◆ **EXTRAIT DU DOCUMENT**
----------

Aujourd’hui, dans le cours de la conversation, le nom de Hoche ayant été prononcé, quelqu’un a dit qu’il était bien jeune encore, mais qu’il donnait beaucoup d’espérances, « C’est bien mieux que cela, a repris Napoléon, dites qu’il les avait déjà beaucoup remplies. » Ils s’étaient vus tous les deux, continuait-il, et avaient causé deux ou trois fois. Hoche avait pour lui de l’estime jusqu’à l’admiration. Napoléon n’a pas fait difficulté de dire qu’il avait sur Hoche l’avantage d’une profonde instruction et les principes d’une éducation distinguée. Du reste, il établissait cette grande différence entre eux. « Hoche, disait-il, cherchait toujours à se faire un parti, et n’obtenait que des créatures ; moi, je m’étais créé une immensité de partisans, sans rechercher nullement la popularité. De plus, Hoche était d’une ambition hostile, provocante ; il était homme à venir de Strasbourg avec vingt-cinq mille hommes saisir le gouvernement par force, tandis que moi je n’avais jamais eu qu’une politique patiente, conduite toujours par l’esprit du temps et les circonstances du moment. »

----------

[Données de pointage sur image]
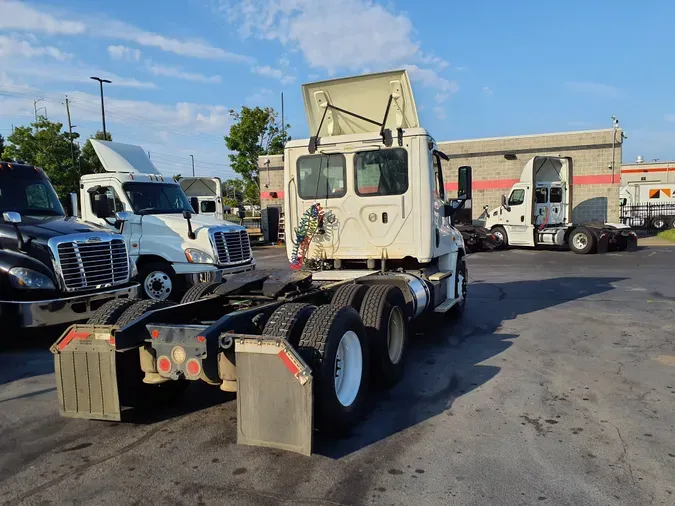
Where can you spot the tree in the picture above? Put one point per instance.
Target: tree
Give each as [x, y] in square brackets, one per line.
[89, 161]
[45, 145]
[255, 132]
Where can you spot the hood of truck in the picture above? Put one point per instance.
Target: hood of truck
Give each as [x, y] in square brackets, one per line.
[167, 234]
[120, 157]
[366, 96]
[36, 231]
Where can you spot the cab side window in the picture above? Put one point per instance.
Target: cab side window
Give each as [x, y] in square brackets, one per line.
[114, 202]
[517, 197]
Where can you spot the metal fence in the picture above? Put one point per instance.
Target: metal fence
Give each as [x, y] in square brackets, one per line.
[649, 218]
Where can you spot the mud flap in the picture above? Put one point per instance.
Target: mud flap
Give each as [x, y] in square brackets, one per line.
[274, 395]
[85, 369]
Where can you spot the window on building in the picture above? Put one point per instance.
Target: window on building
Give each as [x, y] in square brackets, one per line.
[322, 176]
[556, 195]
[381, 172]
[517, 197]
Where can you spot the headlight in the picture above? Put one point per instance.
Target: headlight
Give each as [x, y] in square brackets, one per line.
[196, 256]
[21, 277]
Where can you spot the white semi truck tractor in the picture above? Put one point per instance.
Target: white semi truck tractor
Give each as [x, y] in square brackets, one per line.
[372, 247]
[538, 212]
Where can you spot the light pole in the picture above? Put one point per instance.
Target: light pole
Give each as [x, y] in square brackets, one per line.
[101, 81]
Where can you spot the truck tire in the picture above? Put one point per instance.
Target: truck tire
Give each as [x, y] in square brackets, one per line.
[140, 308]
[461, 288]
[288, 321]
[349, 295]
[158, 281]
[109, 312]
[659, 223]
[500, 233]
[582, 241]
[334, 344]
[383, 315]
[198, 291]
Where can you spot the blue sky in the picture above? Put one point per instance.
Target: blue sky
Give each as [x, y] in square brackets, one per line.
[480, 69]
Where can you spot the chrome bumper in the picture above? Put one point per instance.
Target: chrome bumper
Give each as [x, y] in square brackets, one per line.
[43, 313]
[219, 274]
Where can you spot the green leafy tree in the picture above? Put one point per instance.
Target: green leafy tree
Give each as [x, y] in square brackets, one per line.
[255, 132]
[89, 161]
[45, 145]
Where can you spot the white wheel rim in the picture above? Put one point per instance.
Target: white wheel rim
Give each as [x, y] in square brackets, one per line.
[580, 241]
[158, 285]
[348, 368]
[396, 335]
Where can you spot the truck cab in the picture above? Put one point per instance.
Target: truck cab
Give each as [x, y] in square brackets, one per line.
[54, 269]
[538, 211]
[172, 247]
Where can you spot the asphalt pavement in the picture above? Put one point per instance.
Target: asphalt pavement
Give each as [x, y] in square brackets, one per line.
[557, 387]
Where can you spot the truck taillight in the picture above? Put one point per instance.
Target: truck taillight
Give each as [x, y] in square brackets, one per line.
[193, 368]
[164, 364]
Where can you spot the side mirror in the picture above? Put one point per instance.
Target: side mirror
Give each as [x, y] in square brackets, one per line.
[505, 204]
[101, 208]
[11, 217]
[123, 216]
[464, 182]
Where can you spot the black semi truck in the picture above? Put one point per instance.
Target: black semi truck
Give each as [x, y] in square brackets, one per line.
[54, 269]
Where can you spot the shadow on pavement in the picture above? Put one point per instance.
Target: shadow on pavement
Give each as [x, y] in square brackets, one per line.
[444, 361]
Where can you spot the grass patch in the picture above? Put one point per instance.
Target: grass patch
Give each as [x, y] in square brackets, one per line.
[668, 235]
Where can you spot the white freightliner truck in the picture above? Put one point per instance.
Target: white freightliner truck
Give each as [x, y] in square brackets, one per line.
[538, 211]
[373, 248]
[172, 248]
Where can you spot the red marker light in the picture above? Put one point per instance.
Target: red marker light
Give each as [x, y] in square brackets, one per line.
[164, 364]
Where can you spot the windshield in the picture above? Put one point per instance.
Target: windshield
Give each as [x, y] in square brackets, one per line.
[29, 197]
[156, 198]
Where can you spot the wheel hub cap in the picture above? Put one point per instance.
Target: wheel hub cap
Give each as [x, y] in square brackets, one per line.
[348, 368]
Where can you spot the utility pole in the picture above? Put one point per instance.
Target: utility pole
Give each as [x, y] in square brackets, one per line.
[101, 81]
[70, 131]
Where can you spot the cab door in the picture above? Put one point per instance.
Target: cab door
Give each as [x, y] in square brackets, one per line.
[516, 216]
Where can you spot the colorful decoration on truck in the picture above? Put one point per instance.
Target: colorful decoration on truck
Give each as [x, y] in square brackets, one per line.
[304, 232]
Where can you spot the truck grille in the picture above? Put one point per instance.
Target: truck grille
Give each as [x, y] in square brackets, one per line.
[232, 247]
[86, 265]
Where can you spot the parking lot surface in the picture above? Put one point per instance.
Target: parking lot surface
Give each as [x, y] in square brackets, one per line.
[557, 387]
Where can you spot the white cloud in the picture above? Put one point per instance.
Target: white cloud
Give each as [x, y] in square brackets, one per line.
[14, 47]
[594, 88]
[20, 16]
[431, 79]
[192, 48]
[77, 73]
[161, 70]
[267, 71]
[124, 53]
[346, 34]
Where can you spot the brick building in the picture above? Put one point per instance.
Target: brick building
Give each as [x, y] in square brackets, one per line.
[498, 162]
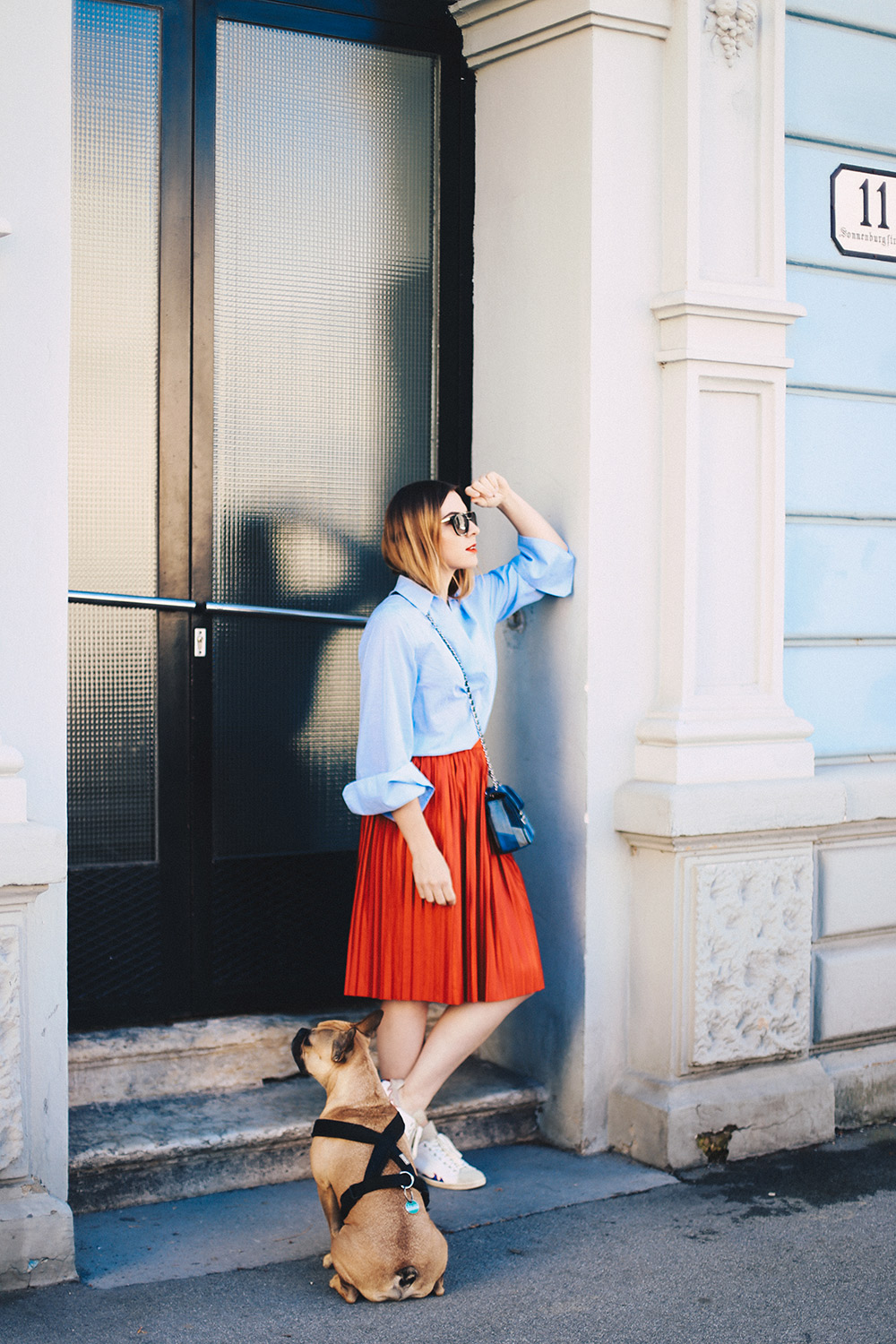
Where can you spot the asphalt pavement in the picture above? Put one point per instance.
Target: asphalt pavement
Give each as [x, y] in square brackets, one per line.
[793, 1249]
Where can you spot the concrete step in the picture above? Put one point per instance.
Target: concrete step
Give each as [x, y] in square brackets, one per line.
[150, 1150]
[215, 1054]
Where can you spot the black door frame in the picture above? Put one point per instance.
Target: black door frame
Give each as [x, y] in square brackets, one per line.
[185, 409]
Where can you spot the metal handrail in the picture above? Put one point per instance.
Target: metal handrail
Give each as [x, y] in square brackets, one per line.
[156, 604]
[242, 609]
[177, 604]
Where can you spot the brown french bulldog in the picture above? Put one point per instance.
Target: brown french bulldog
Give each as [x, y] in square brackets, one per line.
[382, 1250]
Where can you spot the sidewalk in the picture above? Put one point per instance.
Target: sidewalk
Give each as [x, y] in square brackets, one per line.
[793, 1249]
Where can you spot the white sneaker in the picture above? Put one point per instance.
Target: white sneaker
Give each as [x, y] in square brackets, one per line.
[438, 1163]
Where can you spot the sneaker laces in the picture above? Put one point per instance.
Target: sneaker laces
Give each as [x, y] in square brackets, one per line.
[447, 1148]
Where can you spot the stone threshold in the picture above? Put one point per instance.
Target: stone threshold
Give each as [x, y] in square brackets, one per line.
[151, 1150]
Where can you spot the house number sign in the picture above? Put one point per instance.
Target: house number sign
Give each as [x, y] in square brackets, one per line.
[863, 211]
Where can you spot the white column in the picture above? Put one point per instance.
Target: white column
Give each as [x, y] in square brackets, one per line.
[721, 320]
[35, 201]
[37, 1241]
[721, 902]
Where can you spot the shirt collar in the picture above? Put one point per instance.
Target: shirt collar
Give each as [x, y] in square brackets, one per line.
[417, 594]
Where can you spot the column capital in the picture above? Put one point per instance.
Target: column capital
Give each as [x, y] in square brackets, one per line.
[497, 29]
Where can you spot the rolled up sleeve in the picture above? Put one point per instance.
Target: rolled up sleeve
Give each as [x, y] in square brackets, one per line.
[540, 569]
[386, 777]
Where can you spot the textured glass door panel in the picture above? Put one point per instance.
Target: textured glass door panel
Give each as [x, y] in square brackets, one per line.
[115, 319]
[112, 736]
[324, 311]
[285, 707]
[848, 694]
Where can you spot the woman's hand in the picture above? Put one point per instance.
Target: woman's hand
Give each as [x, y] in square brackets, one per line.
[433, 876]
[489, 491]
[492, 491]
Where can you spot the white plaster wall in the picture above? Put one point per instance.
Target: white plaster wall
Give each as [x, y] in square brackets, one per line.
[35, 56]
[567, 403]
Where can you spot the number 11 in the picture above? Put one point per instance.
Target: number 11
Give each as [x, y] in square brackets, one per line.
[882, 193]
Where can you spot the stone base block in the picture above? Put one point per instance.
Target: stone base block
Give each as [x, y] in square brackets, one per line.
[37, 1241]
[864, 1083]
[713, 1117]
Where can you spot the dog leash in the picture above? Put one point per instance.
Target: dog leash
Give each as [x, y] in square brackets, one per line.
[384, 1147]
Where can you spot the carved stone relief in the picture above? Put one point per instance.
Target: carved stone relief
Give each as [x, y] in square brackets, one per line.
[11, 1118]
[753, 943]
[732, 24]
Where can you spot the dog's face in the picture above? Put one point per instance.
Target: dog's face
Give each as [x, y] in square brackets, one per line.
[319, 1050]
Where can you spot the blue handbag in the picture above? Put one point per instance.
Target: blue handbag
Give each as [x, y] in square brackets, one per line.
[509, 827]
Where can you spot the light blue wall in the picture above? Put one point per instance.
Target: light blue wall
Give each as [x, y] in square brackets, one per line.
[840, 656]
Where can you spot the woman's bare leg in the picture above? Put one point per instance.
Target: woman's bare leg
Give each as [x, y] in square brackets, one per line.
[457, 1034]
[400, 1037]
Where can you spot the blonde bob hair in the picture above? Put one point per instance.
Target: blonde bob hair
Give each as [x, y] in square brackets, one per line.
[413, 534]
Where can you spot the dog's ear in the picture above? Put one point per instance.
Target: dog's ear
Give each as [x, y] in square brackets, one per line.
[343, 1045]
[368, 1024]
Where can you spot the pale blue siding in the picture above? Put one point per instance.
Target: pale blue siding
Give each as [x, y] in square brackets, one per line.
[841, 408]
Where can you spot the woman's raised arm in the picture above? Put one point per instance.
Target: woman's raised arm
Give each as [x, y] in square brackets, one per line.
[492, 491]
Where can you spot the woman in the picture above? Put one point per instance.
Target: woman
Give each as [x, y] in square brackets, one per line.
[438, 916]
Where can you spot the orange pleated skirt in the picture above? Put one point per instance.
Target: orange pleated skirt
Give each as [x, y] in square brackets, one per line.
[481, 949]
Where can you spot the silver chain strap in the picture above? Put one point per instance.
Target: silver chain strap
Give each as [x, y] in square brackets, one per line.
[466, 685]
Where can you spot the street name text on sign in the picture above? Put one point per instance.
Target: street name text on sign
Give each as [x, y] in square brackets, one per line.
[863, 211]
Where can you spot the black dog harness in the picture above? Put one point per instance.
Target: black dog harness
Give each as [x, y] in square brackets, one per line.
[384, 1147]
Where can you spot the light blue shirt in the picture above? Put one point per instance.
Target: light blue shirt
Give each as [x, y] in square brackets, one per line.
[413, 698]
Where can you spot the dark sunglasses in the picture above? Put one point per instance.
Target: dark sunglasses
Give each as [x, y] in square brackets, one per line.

----------

◆ **EXERCICES À TRAITER**
1. D'après l'extrait sur Hoche, quelle différence Napoléon établit-il entre l'ambition de Hoche et sa propre politique ? Répondez en une à trois phrases.
2. Selon l'extrait sur Hoche, quel avantage Napoléon reconnaissait-il avoir sur Hoche ?

◆ **CORRIGÉ**
1. Selon Napoléon, Hoche avait une ambition hostile et provocante, au point d'être homme à venir de Strasbourg avec vingt-cinq mille hommes pour saisir le gouvernement par force. Lui-même n'avait jamais eu qu'une politique patiente, toujours conduite par l'esprit du temps et les circonstances du moment.

2. Il avait l'avantage d'une profonde instruction et les principes d'une éducation distinguée.